REQUIREMENT: Determine how many lines in the items below contain the string "teal", with uppercase and lowercase letters treated as different. State only that number.

>>>

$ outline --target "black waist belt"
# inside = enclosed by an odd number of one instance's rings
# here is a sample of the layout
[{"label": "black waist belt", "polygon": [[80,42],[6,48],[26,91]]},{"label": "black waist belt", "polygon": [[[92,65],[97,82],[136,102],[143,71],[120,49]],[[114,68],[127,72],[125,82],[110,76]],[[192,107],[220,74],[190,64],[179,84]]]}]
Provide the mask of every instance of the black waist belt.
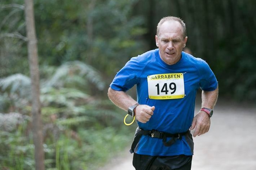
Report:
[{"label": "black waist belt", "polygon": [[[139,131],[135,134],[133,142],[132,142],[131,148],[130,150],[130,152],[131,154],[132,154],[134,152],[134,149],[142,135],[149,135],[151,137],[156,137],[163,139],[163,143],[164,145],[165,146],[169,146],[174,143],[177,139],[181,139],[182,135],[189,133],[190,133],[189,130],[188,130],[185,132],[172,134],[159,132],[155,130],[146,131],[140,129]],[[172,138],[169,141],[166,141],[166,139],[167,137],[171,137]]]}]

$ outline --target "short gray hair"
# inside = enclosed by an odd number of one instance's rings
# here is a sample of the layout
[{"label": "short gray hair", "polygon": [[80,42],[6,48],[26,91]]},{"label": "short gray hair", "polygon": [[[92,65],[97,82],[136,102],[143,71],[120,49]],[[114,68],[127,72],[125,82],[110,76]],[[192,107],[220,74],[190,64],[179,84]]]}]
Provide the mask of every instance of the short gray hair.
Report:
[{"label": "short gray hair", "polygon": [[176,17],[175,16],[169,16],[164,17],[160,20],[160,21],[158,23],[156,27],[156,35],[158,36],[159,33],[159,30],[161,25],[163,23],[167,21],[174,20],[177,21],[180,23],[181,25],[182,28],[182,34],[183,37],[185,38],[187,36],[187,29],[186,28],[186,24],[184,23],[183,21],[179,18]]}]

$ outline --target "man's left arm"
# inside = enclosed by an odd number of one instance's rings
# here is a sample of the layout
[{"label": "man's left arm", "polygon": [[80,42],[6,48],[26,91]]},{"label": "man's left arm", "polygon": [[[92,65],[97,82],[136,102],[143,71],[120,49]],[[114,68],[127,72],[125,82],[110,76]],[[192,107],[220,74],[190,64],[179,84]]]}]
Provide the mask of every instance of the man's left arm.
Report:
[{"label": "man's left arm", "polygon": [[[218,98],[218,87],[213,91],[202,91],[202,108],[213,109]],[[203,111],[200,111],[195,116],[192,122],[190,129],[195,127],[193,136],[195,137],[207,132],[210,128],[211,120],[208,114]]]}]

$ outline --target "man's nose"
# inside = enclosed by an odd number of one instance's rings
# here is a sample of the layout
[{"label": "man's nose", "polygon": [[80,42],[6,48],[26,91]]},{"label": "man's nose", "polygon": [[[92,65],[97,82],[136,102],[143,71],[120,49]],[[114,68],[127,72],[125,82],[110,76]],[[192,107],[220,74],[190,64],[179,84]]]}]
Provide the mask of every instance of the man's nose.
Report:
[{"label": "man's nose", "polygon": [[171,41],[170,41],[169,42],[169,43],[168,43],[168,46],[167,46],[167,48],[168,49],[172,49],[174,47],[173,44]]}]

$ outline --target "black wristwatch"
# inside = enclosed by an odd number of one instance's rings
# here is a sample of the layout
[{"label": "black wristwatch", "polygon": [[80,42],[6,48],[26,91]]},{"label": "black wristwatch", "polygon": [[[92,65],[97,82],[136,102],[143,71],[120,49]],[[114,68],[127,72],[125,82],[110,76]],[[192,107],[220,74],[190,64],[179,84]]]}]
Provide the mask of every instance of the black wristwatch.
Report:
[{"label": "black wristwatch", "polygon": [[200,111],[203,111],[204,112],[206,112],[206,113],[208,114],[209,117],[211,117],[212,116],[212,114],[213,114],[213,110],[212,109],[208,109],[208,108],[201,108],[200,109]]},{"label": "black wristwatch", "polygon": [[128,114],[132,116],[132,117],[134,117],[134,110],[135,109],[136,107],[139,104],[137,103],[133,106],[129,107],[128,108]]}]

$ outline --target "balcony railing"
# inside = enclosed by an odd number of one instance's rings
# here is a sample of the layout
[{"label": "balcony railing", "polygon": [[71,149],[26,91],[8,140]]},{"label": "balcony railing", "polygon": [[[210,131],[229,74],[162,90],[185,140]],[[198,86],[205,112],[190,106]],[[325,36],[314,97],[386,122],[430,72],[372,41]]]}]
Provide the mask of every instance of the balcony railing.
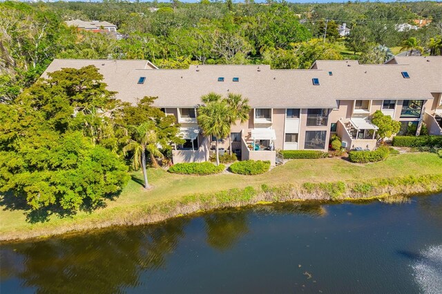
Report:
[{"label": "balcony railing", "polygon": [[421,111],[421,108],[403,108],[401,111],[401,117],[420,117]]},{"label": "balcony railing", "polygon": [[328,117],[309,115],[307,118],[307,125],[314,126],[327,126]]}]

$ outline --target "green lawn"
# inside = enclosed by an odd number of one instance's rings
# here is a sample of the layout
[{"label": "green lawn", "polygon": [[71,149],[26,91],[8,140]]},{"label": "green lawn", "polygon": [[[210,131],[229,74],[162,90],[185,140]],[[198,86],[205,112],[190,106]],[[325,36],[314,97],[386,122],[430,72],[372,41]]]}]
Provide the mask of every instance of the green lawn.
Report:
[{"label": "green lawn", "polygon": [[244,176],[222,174],[207,176],[189,176],[170,174],[162,169],[148,170],[148,177],[153,188],[146,191],[137,182],[142,179],[135,173],[135,180],[129,182],[122,193],[115,200],[108,200],[106,207],[92,213],[81,212],[73,217],[58,218],[51,216],[45,223],[31,224],[26,221],[25,211],[6,210],[1,207],[0,236],[14,231],[69,227],[79,223],[93,224],[126,213],[131,208],[154,204],[195,193],[211,193],[247,186],[258,187],[285,183],[306,182],[360,181],[379,177],[439,174],[442,173],[442,159],[434,153],[405,153],[390,156],[386,161],[371,164],[355,164],[333,158],[320,159],[294,159],[282,166],[274,168],[260,175]]}]

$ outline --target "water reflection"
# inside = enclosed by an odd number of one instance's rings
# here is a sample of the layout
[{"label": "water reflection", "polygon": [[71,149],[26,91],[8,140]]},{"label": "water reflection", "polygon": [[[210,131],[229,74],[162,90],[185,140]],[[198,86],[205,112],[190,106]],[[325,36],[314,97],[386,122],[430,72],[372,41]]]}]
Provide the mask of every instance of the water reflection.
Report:
[{"label": "water reflection", "polygon": [[242,210],[236,213],[215,212],[205,216],[207,244],[222,251],[232,248],[249,233],[247,214]]},{"label": "water reflection", "polygon": [[187,222],[8,245],[1,248],[2,280],[15,277],[37,293],[121,293],[139,284],[140,270],[164,266]]},{"label": "water reflection", "polygon": [[227,209],[3,244],[1,293],[431,293],[441,288],[441,224],[442,195]]}]

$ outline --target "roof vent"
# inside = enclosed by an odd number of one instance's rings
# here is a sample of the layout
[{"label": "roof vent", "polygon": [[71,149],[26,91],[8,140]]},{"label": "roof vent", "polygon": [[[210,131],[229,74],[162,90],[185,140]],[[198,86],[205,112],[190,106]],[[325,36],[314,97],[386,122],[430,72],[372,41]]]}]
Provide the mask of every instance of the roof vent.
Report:
[{"label": "roof vent", "polygon": [[138,84],[142,85],[144,84],[144,81],[146,81],[146,77],[140,77],[140,79],[138,79]]},{"label": "roof vent", "polygon": [[404,79],[410,79],[410,75],[408,75],[407,72],[401,72],[401,73]]}]

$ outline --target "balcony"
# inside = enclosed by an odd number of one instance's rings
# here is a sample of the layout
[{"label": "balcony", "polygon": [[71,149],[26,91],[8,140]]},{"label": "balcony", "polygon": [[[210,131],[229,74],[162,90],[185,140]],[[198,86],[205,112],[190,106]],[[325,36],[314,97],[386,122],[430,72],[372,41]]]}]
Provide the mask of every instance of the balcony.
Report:
[{"label": "balcony", "polygon": [[328,117],[320,115],[309,115],[307,118],[307,125],[309,126],[327,126]]}]

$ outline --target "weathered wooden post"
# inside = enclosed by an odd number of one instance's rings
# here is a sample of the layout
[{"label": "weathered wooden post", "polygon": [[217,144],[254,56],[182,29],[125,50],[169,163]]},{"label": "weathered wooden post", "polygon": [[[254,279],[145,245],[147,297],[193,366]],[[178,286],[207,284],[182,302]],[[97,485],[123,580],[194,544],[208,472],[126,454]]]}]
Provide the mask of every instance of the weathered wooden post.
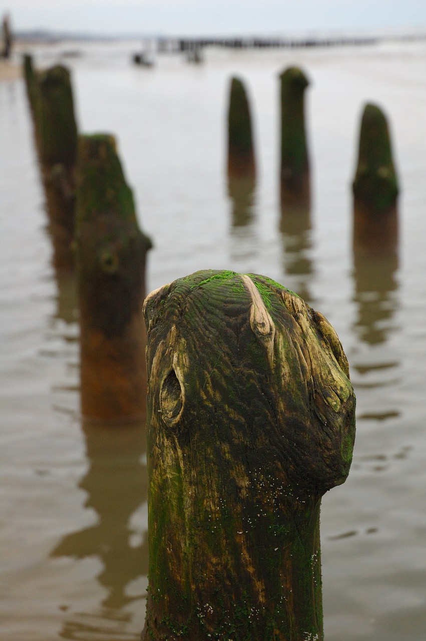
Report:
[{"label": "weathered wooden post", "polygon": [[319,514],[355,397],[336,333],[264,276],[153,292],[147,640],[323,638]]},{"label": "weathered wooden post", "polygon": [[151,244],[138,226],[112,136],[79,137],[77,182],[82,413],[138,420],[146,407],[142,304]]},{"label": "weathered wooden post", "polygon": [[305,127],[304,94],[307,78],[297,67],[281,76],[281,200],[286,210],[309,210],[311,201],[309,160]]},{"label": "weathered wooden post", "polygon": [[[37,74],[36,139],[58,271],[74,267],[77,125],[69,71],[57,65]],[[31,98],[30,98],[30,104]]]},{"label": "weathered wooden post", "polygon": [[377,253],[398,244],[398,187],[388,122],[381,109],[366,104],[354,179],[354,247]]},{"label": "weathered wooden post", "polygon": [[9,58],[12,45],[12,35],[9,24],[9,16],[6,13],[3,17],[3,48],[1,52],[2,58]]},{"label": "weathered wooden post", "polygon": [[231,81],[228,109],[228,176],[254,178],[256,163],[250,107],[244,85],[239,78]]},{"label": "weathered wooden post", "polygon": [[256,160],[250,106],[240,78],[231,81],[227,126],[228,195],[233,205],[233,224],[241,226],[252,217]]},{"label": "weathered wooden post", "polygon": [[[36,112],[37,101],[37,79],[36,78],[34,66],[33,65],[33,56],[29,53],[24,54],[22,60],[22,71],[24,72],[24,79],[27,90],[27,97],[29,108],[33,117],[33,124],[36,126]],[[36,135],[35,131],[35,136]]]}]

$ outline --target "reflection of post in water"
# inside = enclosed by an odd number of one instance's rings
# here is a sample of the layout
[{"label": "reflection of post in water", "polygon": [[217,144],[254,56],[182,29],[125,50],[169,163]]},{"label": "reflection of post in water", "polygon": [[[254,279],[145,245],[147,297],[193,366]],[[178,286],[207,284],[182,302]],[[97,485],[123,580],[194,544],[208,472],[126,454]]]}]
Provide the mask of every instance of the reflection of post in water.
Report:
[{"label": "reflection of post in water", "polygon": [[[85,506],[95,510],[97,520],[64,537],[51,556],[97,557],[103,565],[97,579],[108,593],[101,604],[119,609],[142,596],[126,595],[126,586],[148,570],[147,540],[132,531],[129,523],[147,498],[147,468],[141,462],[145,424],[119,429],[86,424],[83,430],[90,467],[79,487],[87,492]],[[138,536],[140,540],[132,545],[132,537]]]},{"label": "reflection of post in water", "polygon": [[386,340],[397,308],[396,251],[376,255],[354,250],[354,300],[358,305],[356,326],[360,338],[370,345]]},{"label": "reflection of post in water", "polygon": [[303,72],[290,67],[281,76],[281,201],[287,209],[309,210],[309,161],[306,142],[304,94],[309,81]]},{"label": "reflection of post in water", "polygon": [[254,176],[228,176],[228,196],[232,206],[233,227],[243,227],[252,222],[254,209]]},{"label": "reflection of post in water", "polygon": [[388,123],[374,104],[363,113],[353,191],[357,326],[361,338],[375,344],[386,340],[396,306],[398,187]]},{"label": "reflection of post in water", "polygon": [[279,229],[286,282],[290,289],[310,303],[309,283],[314,269],[310,256],[312,229],[309,208],[294,210],[287,208],[283,212],[282,206]]}]

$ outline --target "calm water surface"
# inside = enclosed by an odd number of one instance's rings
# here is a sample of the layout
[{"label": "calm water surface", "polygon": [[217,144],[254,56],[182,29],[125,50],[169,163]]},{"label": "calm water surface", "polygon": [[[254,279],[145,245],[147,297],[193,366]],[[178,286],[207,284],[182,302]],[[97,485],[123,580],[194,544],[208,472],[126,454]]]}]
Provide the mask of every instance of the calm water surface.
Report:
[{"label": "calm water surface", "polygon": [[[36,63],[72,69],[81,131],[116,134],[143,229],[148,288],[201,269],[267,275],[324,313],[357,397],[354,463],[323,500],[328,641],[426,638],[426,43],[209,51],[132,67],[136,44],[66,43]],[[80,55],[70,56],[70,50]],[[64,55],[65,54],[65,55]],[[281,231],[277,75],[303,67],[314,180],[311,219]],[[247,83],[259,177],[233,203],[224,173],[232,74]],[[402,194],[397,258],[351,242],[360,115],[381,105]],[[147,585],[143,426],[79,417],[73,283],[51,265],[21,80],[0,83],[0,638],[136,640]]]}]

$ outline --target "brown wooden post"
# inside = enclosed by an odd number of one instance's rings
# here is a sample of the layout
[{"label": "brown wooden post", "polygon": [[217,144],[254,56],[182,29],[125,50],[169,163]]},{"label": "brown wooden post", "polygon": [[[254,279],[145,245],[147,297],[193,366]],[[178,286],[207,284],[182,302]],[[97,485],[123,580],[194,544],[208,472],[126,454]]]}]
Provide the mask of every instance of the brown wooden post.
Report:
[{"label": "brown wooden post", "polygon": [[140,231],[114,138],[79,138],[76,203],[81,410],[140,419],[146,407],[142,315],[149,239]]},{"label": "brown wooden post", "polygon": [[256,163],[247,95],[242,80],[231,81],[228,109],[228,176],[254,178]]},{"label": "brown wooden post", "polygon": [[29,103],[29,108],[33,117],[33,124],[34,128],[35,128],[37,104],[37,79],[33,64],[33,56],[29,53],[24,54],[22,71],[27,90],[28,103]]},{"label": "brown wooden post", "polygon": [[355,397],[334,330],[264,276],[197,272],[146,299],[147,640],[323,639],[322,495]]},{"label": "brown wooden post", "polygon": [[309,210],[310,206],[309,160],[304,114],[304,94],[309,81],[296,67],[286,69],[280,78],[281,200],[284,214],[287,209]]},{"label": "brown wooden post", "polygon": [[77,154],[70,72],[57,65],[38,73],[37,79],[36,140],[53,241],[53,263],[57,272],[70,271],[74,260],[72,244]]},{"label": "brown wooden post", "polygon": [[377,253],[398,245],[398,179],[388,122],[381,109],[366,104],[354,179],[354,248]]},{"label": "brown wooden post", "polygon": [[10,56],[10,51],[13,42],[9,21],[9,16],[6,13],[6,15],[3,17],[3,49],[1,52],[1,57],[6,58],[9,58]]}]

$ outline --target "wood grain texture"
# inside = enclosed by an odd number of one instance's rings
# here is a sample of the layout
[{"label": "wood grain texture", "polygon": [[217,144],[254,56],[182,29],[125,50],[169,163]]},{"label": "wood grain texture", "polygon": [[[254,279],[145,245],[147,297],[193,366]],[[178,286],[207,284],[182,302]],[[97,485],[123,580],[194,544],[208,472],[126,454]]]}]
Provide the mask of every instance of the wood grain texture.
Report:
[{"label": "wood grain texture", "polygon": [[147,297],[145,639],[323,638],[319,512],[355,397],[326,319],[263,276]]}]

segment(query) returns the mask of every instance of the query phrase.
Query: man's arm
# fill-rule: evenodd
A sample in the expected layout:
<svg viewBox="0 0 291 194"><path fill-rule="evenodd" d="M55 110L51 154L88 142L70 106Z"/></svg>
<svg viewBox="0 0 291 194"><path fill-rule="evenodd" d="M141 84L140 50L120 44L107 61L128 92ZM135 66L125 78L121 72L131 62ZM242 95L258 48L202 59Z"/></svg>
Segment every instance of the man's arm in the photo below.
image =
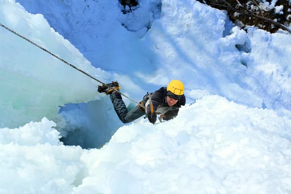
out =
<svg viewBox="0 0 291 194"><path fill-rule="evenodd" d="M152 123L155 123L157 120L157 114L156 111L158 109L159 105L162 103L162 95L163 90L162 88L157 90L151 96L151 102L153 104L153 108L154 109L154 113L152 116L150 111L150 104L149 104L146 107L146 116L149 122Z"/></svg>

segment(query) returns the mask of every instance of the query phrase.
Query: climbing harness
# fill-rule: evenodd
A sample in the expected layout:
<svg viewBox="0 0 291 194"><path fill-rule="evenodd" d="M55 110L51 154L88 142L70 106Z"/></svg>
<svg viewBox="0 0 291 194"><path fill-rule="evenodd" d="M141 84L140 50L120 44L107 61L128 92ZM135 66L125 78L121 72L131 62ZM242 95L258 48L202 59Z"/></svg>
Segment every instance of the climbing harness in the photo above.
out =
<svg viewBox="0 0 291 194"><path fill-rule="evenodd" d="M17 36L18 36L19 37L20 37L20 38L22 38L23 39L24 39L24 40L26 40L27 41L30 42L30 43L32 44L32 45L34 45L36 47L38 47L39 48L41 49L42 50L47 52L47 53L48 53L48 54L50 54L51 55L55 57L55 58L56 58L57 59L58 59L58 60L59 60L60 61L64 62L64 63L65 63L65 64L70 66L71 67L74 68L74 69L79 71L80 72L81 72L81 73L83 73L84 74L86 75L87 76L93 79L93 80L102 83L103 85L105 85L107 86L108 86L108 87L112 89L113 90L115 90L115 91L120 93L120 94L122 96L123 96L124 97L127 97L128 98L129 98L129 99L130 99L130 100L135 102L136 103L137 103L138 104L138 105L139 105L139 106L143 107L143 108L146 108L146 107L143 106L142 104L141 104L140 103L139 103L138 102L137 102L137 101L136 101L135 100L133 100L133 99L129 97L126 96L126 95L124 95L123 94L122 94L122 93L121 93L120 92L119 92L119 91L118 91L117 90L115 90L115 89L113 88L112 87L106 84L105 83L103 83L103 82L97 80L96 78L92 77L92 76L91 76L90 75L88 74L88 73L86 73L85 72L81 70L81 69L78 68L78 67L74 66L73 65L72 65L72 64L67 62L66 61L65 61L64 59L58 57L57 55L55 55L53 53L52 53L51 52L50 52L50 51L49 51L48 50L47 50L46 49L41 47L41 46L38 45L37 44L36 44L36 43L34 43L31 40L29 40L29 39L25 37L24 36L22 36L22 35L18 33L17 32L16 32L13 31L13 30L10 29L9 28L7 27L7 26L2 24L1 23L0 23L0 26L2 27L3 28L5 28L5 29L9 31L10 31L11 32L14 33L16 35L17 35Z"/></svg>

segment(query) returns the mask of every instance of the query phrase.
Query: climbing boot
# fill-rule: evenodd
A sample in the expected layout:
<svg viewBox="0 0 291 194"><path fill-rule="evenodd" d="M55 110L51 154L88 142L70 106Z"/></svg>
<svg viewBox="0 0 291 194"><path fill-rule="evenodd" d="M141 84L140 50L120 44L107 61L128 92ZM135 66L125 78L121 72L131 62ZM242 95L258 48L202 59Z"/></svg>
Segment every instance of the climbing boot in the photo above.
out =
<svg viewBox="0 0 291 194"><path fill-rule="evenodd" d="M110 95L113 92L116 92L116 90L113 89L118 91L120 90L120 86L117 81L112 81L112 83L98 86L98 92L100 93L105 93L106 95Z"/></svg>

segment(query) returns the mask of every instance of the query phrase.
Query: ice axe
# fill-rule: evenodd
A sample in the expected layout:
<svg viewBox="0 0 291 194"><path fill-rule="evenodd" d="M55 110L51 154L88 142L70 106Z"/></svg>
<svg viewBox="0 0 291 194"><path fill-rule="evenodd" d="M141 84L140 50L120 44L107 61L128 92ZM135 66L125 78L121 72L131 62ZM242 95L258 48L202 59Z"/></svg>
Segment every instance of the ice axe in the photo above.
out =
<svg viewBox="0 0 291 194"><path fill-rule="evenodd" d="M150 94L150 93L149 93L149 105L150 106L150 115L151 116L153 117L153 116L154 115L154 107L153 106L153 102L151 101L151 95Z"/></svg>
<svg viewBox="0 0 291 194"><path fill-rule="evenodd" d="M149 100L149 105L150 106L150 115L152 117L154 115L154 113L155 113L155 111L154 110L154 107L153 106L153 102L151 101L151 95L150 93L149 94L149 97L148 100ZM164 116L163 114L162 114L162 116ZM163 121L162 120L161 116L159 116L158 118L160 122L162 123L163 122Z"/></svg>

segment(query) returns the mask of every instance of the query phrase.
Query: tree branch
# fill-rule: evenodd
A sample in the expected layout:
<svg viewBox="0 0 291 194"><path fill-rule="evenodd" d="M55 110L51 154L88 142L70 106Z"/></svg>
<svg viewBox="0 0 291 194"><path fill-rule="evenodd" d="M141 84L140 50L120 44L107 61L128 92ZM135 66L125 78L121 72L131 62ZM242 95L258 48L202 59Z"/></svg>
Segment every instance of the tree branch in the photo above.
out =
<svg viewBox="0 0 291 194"><path fill-rule="evenodd" d="M256 14L253 14L253 13L250 12L249 10L248 10L247 9L245 8L243 6L242 6L242 7L243 8L243 9L245 10L246 10L248 12L247 13L244 13L243 12L242 12L241 11L236 9L236 8L232 7L229 3L228 3L228 2L227 2L226 1L224 0L219 0L224 3L226 3L227 5L226 6L226 5L222 5L222 4L218 4L218 3L211 3L211 5L217 5L217 6L221 6L223 7L225 7L227 9L230 9L235 12L237 12L242 15L253 17L255 17L257 18L262 19L264 21L266 21L268 22L273 24L279 27L279 28L281 28L283 30L286 30L286 31L288 31L289 32L291 33L291 29L290 29L289 28L287 27L287 26L286 26L279 22L275 21L271 19L269 19L269 18L266 18L265 17L262 17L261 16L258 16L258 15L256 15Z"/></svg>

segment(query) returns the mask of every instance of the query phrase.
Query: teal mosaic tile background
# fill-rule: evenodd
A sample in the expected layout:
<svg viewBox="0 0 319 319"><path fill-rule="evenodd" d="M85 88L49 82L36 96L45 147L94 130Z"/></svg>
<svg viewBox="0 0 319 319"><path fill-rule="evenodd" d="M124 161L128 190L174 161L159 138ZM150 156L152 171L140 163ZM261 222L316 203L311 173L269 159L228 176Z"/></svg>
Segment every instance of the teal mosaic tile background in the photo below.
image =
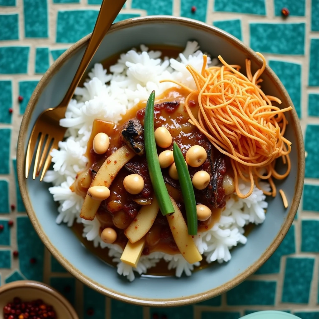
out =
<svg viewBox="0 0 319 319"><path fill-rule="evenodd" d="M144 308L111 300L84 286L45 249L19 191L19 127L42 75L92 31L101 2L0 0L0 284L43 281L70 300L81 319L238 319L269 309L319 319L319 0L127 0L116 19L163 14L206 22L264 54L290 94L305 138L303 195L287 235L254 275L226 293L196 305ZM288 17L282 16L284 7L290 11Z"/></svg>

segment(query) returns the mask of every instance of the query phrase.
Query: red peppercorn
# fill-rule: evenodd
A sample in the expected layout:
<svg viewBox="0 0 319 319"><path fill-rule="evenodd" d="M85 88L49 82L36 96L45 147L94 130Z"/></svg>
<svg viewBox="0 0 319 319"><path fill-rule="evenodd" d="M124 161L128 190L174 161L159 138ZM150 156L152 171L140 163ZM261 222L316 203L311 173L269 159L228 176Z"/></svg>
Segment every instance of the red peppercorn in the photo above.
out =
<svg viewBox="0 0 319 319"><path fill-rule="evenodd" d="M93 316L94 314L94 310L92 308L89 308L86 310L86 314L88 316Z"/></svg>
<svg viewBox="0 0 319 319"><path fill-rule="evenodd" d="M283 8L281 9L281 14L284 17L288 17L290 12L286 8Z"/></svg>

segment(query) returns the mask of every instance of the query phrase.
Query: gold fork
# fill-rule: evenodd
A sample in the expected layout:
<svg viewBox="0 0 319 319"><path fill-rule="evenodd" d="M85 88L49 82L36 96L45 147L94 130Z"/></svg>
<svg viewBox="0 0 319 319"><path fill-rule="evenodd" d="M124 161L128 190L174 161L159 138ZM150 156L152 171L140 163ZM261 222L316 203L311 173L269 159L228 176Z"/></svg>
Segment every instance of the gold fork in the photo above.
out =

<<<

COMPLETE ANSWER: 2